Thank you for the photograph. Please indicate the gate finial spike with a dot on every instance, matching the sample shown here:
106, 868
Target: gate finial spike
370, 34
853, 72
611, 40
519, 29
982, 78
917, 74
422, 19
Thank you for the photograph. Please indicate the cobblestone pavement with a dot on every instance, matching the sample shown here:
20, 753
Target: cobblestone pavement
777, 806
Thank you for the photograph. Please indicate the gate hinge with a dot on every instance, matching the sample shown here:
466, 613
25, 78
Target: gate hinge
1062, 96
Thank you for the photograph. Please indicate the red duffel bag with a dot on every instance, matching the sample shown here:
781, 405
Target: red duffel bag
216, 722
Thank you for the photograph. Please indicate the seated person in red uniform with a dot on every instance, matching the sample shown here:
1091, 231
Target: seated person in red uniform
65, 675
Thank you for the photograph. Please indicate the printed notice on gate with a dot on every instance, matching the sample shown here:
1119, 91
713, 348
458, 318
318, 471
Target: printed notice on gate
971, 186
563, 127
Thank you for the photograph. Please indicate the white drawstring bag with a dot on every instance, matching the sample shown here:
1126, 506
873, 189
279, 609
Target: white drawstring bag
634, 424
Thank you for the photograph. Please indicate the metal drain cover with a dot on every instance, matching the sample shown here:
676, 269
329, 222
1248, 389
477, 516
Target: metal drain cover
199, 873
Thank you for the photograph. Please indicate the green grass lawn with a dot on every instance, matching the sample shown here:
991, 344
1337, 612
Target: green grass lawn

- The problem:
Word for word, reproduce every line of the data.

- Answer section:
Thank you for the photograph. Please indicate the gate finial spike with a dot on every instance, matching the sample shown here:
106, 868
Target: gate finial spike
370, 34
853, 72
611, 40
519, 29
982, 78
917, 74
422, 19
Thank you for the photograph. Please indicate the cobblestone pavement with a dot on every instance, matching the sample shown here:
20, 753
Target: cobblestone pavement
777, 806
Thank you for the photograph. Please indicate the gate hinge with a dot on every instance, matching the sample shown here:
466, 613
25, 78
Target: gate hinge
1062, 96
Thank you for the photograph. Please indicate the red duffel bag with a dot on every instance, matching the sample shown here:
781, 405
Target: red duffel bag
216, 722
Thank you for the photograph. Please indicate the seated person in red uniform with a dot on every instance, matching the sample shown here:
1091, 231
Target: seated person in red uniform
65, 675
Thank you for the photograph. Please indicate the printed notice on gate with a dot on every instance, matching the sample shown here:
1119, 91
713, 348
458, 318
318, 471
Target: printed notice on gate
971, 186
563, 127
Thank you for the photograph. Please indicate the white drawstring bag with a dot on every instance, matching the sample shown here:
1126, 506
873, 189
279, 609
Target: white drawstring bag
634, 424
Thank you for the photograph. Please indicate the metal drain cover with a dot on every instance, matching the sample shown here:
676, 269
329, 222
1248, 389
477, 516
Target: metal drain cover
199, 873
Thank you for the photograph. Please indicate the green grass lawn with a dot on every instance, matching the sample shown here:
991, 344
1337, 612
Target: green grass lawn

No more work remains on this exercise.